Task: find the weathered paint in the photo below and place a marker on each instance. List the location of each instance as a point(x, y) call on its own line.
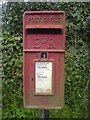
point(43, 31)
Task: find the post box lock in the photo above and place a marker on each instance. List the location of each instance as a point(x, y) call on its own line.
point(44, 54)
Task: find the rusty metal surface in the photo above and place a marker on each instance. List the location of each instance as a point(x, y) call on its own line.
point(35, 40)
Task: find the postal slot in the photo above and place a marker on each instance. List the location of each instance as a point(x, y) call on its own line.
point(44, 31)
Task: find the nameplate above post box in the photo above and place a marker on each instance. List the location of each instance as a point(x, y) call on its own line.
point(43, 59)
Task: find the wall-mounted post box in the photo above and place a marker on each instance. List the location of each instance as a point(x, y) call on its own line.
point(44, 57)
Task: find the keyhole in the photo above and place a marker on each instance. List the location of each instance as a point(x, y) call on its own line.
point(43, 55)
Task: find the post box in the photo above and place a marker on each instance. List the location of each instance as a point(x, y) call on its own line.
point(43, 59)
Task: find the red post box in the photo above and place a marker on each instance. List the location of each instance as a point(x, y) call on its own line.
point(44, 57)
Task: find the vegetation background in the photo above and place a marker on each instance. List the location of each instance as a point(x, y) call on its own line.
point(76, 62)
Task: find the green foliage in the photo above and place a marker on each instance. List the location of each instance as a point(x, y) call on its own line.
point(76, 63)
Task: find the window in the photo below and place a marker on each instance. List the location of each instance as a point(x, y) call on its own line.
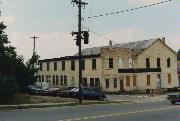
point(115, 83)
point(39, 78)
point(72, 65)
point(120, 63)
point(168, 62)
point(127, 81)
point(169, 78)
point(47, 66)
point(84, 83)
point(110, 63)
point(147, 63)
point(63, 65)
point(158, 63)
point(55, 66)
point(93, 64)
point(65, 80)
point(107, 83)
point(134, 80)
point(61, 83)
point(91, 82)
point(83, 64)
point(54, 80)
point(97, 82)
point(40, 64)
point(130, 62)
point(148, 80)
point(57, 80)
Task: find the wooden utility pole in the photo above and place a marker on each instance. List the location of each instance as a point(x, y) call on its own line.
point(34, 45)
point(78, 39)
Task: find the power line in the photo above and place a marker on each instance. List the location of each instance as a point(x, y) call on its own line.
point(132, 9)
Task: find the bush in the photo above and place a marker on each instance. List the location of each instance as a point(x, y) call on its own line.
point(8, 88)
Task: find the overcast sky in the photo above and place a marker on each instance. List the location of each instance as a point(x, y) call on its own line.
point(53, 21)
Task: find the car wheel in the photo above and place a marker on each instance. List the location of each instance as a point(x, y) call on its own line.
point(173, 102)
point(101, 98)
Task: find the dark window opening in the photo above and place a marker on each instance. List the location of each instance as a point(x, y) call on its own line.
point(158, 63)
point(93, 64)
point(107, 83)
point(73, 65)
point(115, 83)
point(63, 65)
point(147, 63)
point(55, 66)
point(110, 63)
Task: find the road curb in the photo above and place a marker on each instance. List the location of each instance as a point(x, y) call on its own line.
point(27, 106)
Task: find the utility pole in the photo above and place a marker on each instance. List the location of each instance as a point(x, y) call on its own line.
point(34, 46)
point(78, 39)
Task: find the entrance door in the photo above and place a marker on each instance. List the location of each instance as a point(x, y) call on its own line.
point(121, 85)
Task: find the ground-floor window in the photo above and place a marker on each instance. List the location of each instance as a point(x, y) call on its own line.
point(128, 81)
point(91, 82)
point(54, 80)
point(57, 80)
point(134, 81)
point(107, 83)
point(148, 80)
point(169, 78)
point(84, 82)
point(61, 80)
point(115, 83)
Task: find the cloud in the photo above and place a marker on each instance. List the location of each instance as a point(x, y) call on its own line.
point(8, 19)
point(48, 45)
point(144, 1)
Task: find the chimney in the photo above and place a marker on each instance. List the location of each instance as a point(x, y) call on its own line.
point(163, 39)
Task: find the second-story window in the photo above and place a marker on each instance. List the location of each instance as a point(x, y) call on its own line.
point(147, 63)
point(130, 62)
point(158, 63)
point(110, 63)
point(83, 64)
point(55, 66)
point(41, 68)
point(63, 65)
point(47, 66)
point(107, 83)
point(72, 65)
point(168, 62)
point(148, 80)
point(93, 64)
point(115, 83)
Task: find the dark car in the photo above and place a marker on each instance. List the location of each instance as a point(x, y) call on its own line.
point(65, 92)
point(174, 98)
point(91, 94)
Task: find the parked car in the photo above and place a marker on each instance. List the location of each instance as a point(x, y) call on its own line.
point(91, 94)
point(65, 92)
point(174, 97)
point(33, 89)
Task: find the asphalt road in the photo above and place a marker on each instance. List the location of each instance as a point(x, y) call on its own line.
point(149, 111)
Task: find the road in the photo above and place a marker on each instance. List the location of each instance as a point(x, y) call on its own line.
point(149, 111)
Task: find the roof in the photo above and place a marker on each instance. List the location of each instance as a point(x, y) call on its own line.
point(137, 45)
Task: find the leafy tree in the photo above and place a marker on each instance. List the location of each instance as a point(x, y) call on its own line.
point(178, 55)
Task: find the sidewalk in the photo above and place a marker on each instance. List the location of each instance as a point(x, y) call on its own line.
point(137, 98)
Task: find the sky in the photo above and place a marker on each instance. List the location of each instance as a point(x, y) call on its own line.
point(53, 21)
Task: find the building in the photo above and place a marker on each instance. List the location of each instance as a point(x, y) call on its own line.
point(129, 66)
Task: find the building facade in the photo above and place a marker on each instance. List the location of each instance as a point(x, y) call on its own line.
point(129, 66)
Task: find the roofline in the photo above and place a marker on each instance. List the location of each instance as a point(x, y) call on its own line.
point(70, 58)
point(158, 39)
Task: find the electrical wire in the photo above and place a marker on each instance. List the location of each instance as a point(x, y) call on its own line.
point(132, 9)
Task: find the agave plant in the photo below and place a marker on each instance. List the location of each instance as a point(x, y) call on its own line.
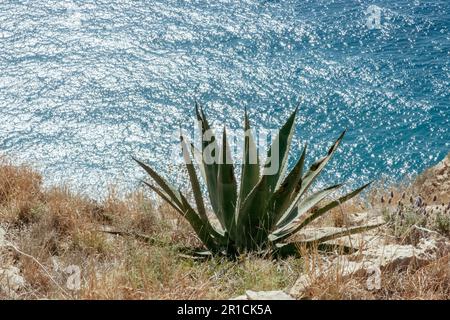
point(266, 209)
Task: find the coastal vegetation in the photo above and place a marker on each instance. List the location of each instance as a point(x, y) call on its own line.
point(129, 247)
point(268, 207)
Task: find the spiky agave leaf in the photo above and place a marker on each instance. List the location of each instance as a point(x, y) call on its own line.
point(306, 182)
point(297, 224)
point(267, 209)
point(253, 215)
point(226, 188)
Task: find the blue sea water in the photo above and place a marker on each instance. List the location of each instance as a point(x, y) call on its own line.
point(85, 84)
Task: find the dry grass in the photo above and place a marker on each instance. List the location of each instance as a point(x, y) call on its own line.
point(61, 229)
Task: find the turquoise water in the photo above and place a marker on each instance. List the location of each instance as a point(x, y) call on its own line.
point(84, 84)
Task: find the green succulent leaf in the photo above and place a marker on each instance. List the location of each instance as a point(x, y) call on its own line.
point(170, 190)
point(226, 189)
point(196, 189)
point(308, 179)
point(250, 165)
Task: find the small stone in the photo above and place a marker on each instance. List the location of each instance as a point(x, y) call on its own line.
point(11, 281)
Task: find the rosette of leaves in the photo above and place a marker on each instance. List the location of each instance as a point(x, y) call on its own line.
point(260, 211)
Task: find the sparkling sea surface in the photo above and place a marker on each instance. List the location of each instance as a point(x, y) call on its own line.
point(86, 84)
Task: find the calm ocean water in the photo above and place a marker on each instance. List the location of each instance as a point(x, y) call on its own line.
point(85, 84)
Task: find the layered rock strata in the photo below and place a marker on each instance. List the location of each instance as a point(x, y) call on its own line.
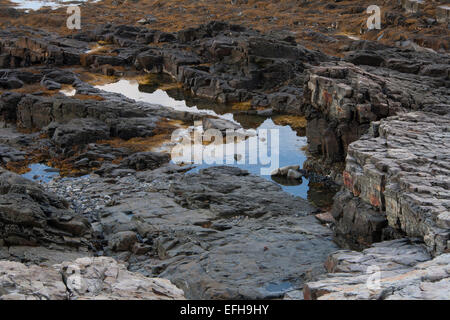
point(397, 181)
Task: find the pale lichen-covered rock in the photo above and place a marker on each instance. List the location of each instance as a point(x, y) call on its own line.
point(30, 216)
point(342, 99)
point(391, 270)
point(400, 173)
point(100, 278)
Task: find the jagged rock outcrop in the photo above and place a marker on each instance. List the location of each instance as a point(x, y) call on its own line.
point(341, 99)
point(391, 270)
point(34, 222)
point(220, 61)
point(398, 176)
point(100, 278)
point(219, 233)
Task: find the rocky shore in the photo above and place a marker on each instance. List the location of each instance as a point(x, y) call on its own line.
point(123, 222)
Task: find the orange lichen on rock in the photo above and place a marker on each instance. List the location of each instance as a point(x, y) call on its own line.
point(295, 122)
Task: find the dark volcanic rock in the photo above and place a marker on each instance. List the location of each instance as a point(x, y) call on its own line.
point(29, 216)
point(221, 233)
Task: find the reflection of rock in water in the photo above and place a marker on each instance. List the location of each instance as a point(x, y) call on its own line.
point(286, 181)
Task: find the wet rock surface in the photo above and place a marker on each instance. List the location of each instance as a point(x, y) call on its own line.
point(30, 216)
point(86, 278)
point(391, 270)
point(202, 231)
point(222, 233)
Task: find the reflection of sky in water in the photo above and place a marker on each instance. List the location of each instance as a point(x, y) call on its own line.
point(40, 172)
point(290, 144)
point(36, 5)
point(130, 89)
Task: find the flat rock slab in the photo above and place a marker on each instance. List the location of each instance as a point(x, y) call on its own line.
point(391, 270)
point(219, 233)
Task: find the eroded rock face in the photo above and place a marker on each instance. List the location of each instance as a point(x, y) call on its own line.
point(398, 175)
point(30, 216)
point(219, 233)
point(342, 99)
point(391, 270)
point(87, 278)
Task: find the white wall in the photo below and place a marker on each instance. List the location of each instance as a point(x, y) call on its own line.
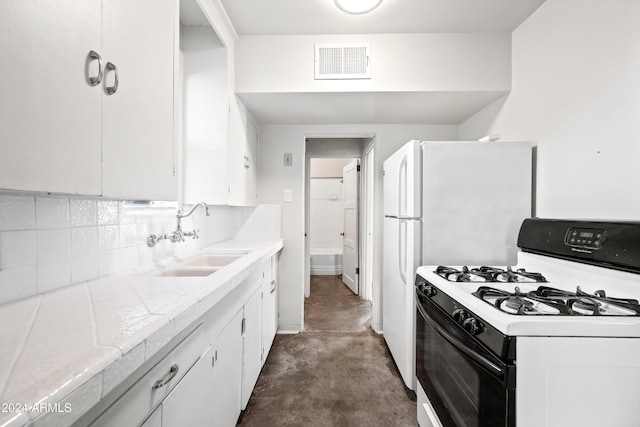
point(576, 95)
point(274, 178)
point(399, 62)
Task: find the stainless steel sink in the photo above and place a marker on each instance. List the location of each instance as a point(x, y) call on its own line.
point(213, 260)
point(187, 272)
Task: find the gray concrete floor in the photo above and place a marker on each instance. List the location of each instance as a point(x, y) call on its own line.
point(337, 373)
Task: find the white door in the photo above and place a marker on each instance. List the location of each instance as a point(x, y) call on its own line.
point(350, 175)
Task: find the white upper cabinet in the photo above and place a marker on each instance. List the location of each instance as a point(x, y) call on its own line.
point(64, 126)
point(219, 142)
point(49, 112)
point(204, 108)
point(138, 119)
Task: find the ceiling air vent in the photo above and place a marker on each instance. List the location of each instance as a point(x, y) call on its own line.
point(342, 61)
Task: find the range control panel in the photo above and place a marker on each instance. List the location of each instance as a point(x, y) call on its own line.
point(589, 238)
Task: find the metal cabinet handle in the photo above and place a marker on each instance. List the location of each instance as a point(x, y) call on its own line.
point(168, 377)
point(95, 56)
point(112, 89)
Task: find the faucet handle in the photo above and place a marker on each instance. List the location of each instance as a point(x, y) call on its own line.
point(193, 234)
point(152, 240)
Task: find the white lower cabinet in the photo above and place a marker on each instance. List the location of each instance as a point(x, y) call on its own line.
point(227, 373)
point(252, 337)
point(207, 378)
point(189, 404)
point(151, 390)
point(269, 306)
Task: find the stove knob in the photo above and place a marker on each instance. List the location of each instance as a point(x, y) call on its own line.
point(429, 291)
point(459, 315)
point(472, 326)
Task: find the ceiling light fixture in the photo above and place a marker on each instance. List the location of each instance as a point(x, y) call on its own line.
point(357, 7)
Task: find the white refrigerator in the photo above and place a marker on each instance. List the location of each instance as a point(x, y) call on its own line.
point(447, 203)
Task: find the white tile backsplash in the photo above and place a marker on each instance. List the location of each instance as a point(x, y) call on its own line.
point(53, 245)
point(52, 212)
point(84, 241)
point(83, 212)
point(53, 275)
point(108, 212)
point(108, 237)
point(17, 213)
point(17, 248)
point(17, 283)
point(49, 242)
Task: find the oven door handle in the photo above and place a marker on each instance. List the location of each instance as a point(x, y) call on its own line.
point(478, 358)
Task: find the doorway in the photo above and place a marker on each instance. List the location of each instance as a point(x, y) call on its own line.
point(333, 208)
point(336, 209)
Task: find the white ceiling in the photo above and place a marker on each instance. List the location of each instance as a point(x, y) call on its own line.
point(262, 17)
point(297, 17)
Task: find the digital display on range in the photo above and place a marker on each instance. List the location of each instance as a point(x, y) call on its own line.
point(585, 238)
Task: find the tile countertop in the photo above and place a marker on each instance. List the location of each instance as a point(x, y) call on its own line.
point(63, 351)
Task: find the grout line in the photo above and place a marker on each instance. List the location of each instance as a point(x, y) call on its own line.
point(21, 347)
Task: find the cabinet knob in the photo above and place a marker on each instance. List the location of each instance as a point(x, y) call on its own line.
point(112, 89)
point(95, 56)
point(165, 379)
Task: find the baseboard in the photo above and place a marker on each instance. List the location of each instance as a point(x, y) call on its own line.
point(326, 270)
point(288, 330)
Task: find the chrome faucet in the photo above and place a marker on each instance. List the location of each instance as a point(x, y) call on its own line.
point(178, 235)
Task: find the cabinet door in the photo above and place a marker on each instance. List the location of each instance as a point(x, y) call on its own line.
point(227, 373)
point(252, 170)
point(252, 338)
point(205, 110)
point(138, 119)
point(154, 420)
point(49, 113)
point(237, 163)
point(269, 309)
point(189, 404)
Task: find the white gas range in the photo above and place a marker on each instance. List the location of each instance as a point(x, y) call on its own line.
point(554, 341)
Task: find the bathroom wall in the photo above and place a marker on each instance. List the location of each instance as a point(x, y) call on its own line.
point(326, 214)
point(49, 242)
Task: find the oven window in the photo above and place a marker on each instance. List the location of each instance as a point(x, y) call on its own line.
point(462, 392)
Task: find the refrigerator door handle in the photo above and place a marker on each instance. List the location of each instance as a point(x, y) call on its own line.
point(402, 188)
point(402, 250)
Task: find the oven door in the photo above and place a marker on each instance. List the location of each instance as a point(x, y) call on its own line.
point(465, 383)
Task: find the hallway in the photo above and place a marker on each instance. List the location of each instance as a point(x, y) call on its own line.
point(337, 373)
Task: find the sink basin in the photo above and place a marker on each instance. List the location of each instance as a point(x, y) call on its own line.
point(213, 260)
point(187, 272)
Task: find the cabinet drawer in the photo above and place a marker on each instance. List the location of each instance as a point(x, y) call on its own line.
point(139, 400)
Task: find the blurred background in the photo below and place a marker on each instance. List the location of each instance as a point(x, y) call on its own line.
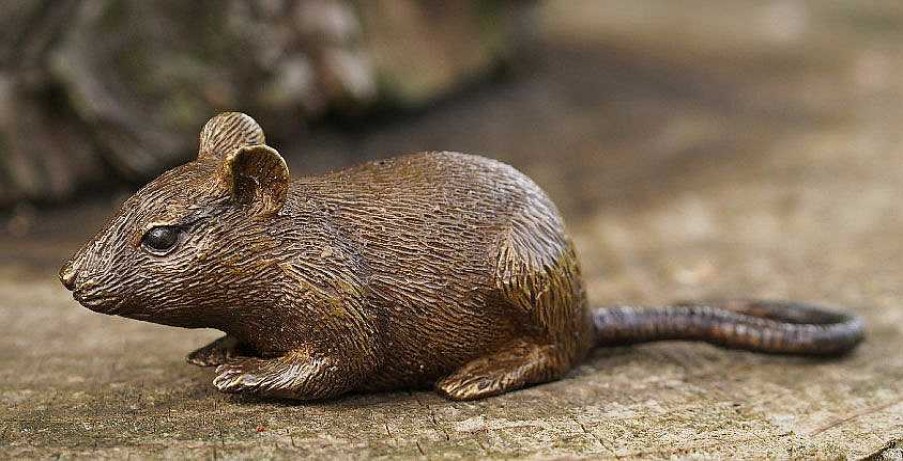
point(696, 148)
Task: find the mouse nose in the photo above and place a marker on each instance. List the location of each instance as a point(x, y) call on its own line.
point(67, 276)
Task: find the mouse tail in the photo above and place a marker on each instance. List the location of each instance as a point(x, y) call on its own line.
point(775, 327)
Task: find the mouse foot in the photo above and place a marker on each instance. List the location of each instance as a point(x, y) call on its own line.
point(295, 375)
point(513, 367)
point(216, 353)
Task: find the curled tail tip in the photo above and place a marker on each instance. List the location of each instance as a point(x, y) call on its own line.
point(777, 327)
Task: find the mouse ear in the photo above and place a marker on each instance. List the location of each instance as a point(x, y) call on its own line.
point(226, 132)
point(257, 176)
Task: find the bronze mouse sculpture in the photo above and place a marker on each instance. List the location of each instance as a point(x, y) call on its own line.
point(435, 268)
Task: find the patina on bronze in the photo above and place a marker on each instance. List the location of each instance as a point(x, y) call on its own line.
point(432, 269)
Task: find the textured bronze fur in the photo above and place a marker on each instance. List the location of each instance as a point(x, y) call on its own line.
point(436, 268)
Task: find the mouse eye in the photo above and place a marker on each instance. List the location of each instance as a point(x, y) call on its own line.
point(159, 239)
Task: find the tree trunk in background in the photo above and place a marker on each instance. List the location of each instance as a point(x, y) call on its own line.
point(112, 90)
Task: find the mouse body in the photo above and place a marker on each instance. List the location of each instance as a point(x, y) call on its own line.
point(432, 269)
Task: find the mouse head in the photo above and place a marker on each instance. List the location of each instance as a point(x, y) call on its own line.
point(178, 249)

───

_Stated task_
Copy out, character for character, everything in the records from the line containing "Task: find the roof in" down to the line containing "point(137, 45)", including both of those lines.

_Worked answer_
Task: find the roof in the photo above and place a marker on each instance. List the location of each instance as a point(x, y) call on its own line.
point(137, 45)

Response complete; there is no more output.